# UFC Signs Former Glory, K-1 Kickboxing Champ Gokhan Saki to Compete at Light Heavyweight Read more a



## Brian R. VanCise (May 25, 2017)

I think this is a good signing.  Looking forward to seeing him fight in the UFC!

UFC Signs Former Glory, K-1 Kickboxing Champ Gokhan Saki to Compete at Light Heavyweight


----------



## Headhunter (May 25, 2017)

Depends how good his ground is. But it's no worse than phil brooks or Brock lesnar at his he's had legit fights


----------



## Danny T (May 25, 2017)

I hope he is working his takedown defenses. Not many are going to stand and strike with him.


----------



## Headhunter (May 26, 2017)

It's a surprising sign though because the guys mma record is 0-1 and he hasn't even competed in kickboxing in 2 years and hasn't fought mma since 2004. The guys an outstanding kick boxer but I don't really know how he even got on the ufcs radar for a contract


----------



## Danny T (May 26, 2017)

UFC is about selling. His name will sell. He is a high caliber fighter and the UFC has had a tough year with several fighters leaving and have had lower ratings and ppv buy rates. They are probably looking to get him in on the Rotterdam card expecting to improve event sales and ppv rates.


----------
********************
In the thread about Gokhan Saki's UFC signing, which weight class was he signed to compete in?

# [RAW DATA]
********************
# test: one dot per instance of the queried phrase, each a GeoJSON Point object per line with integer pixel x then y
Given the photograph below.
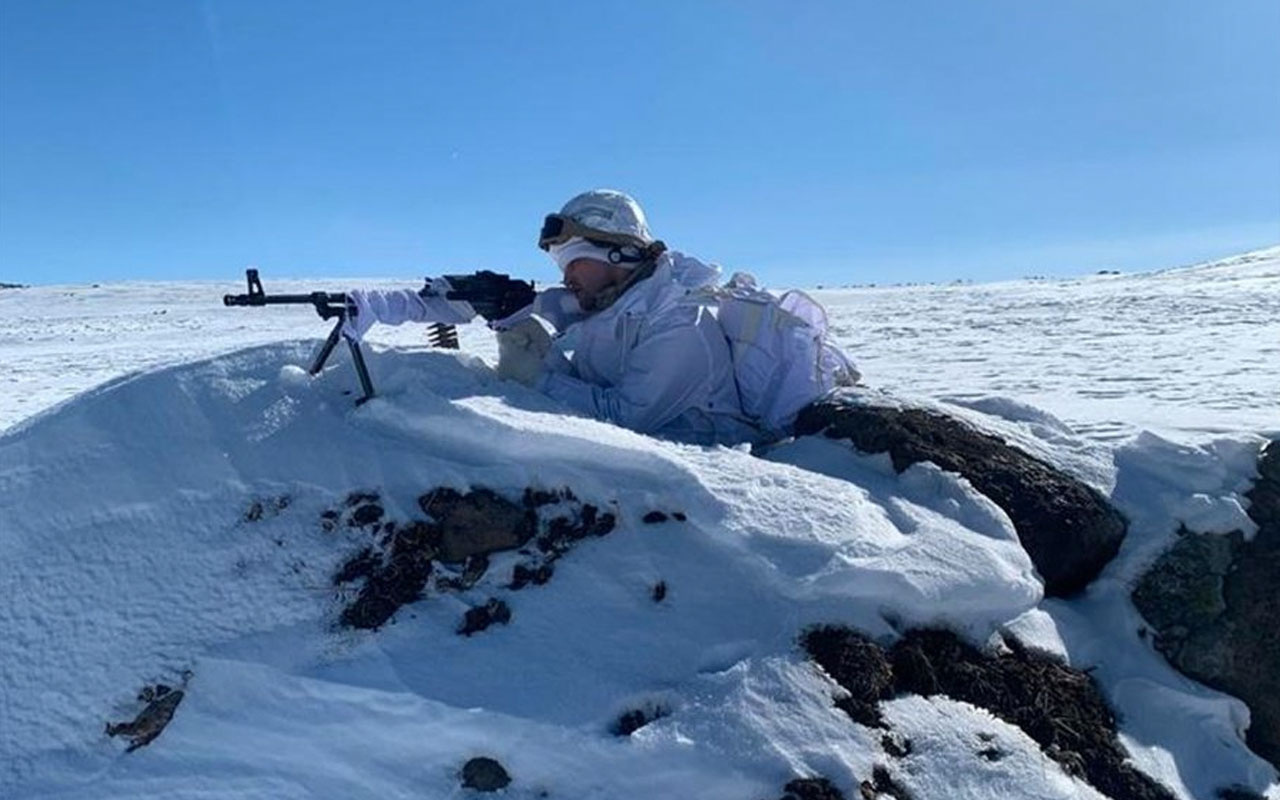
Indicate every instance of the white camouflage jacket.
{"type": "Point", "coordinates": [652, 361]}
********************
# [WRITTEN SOLUTION]
Light heavyweight.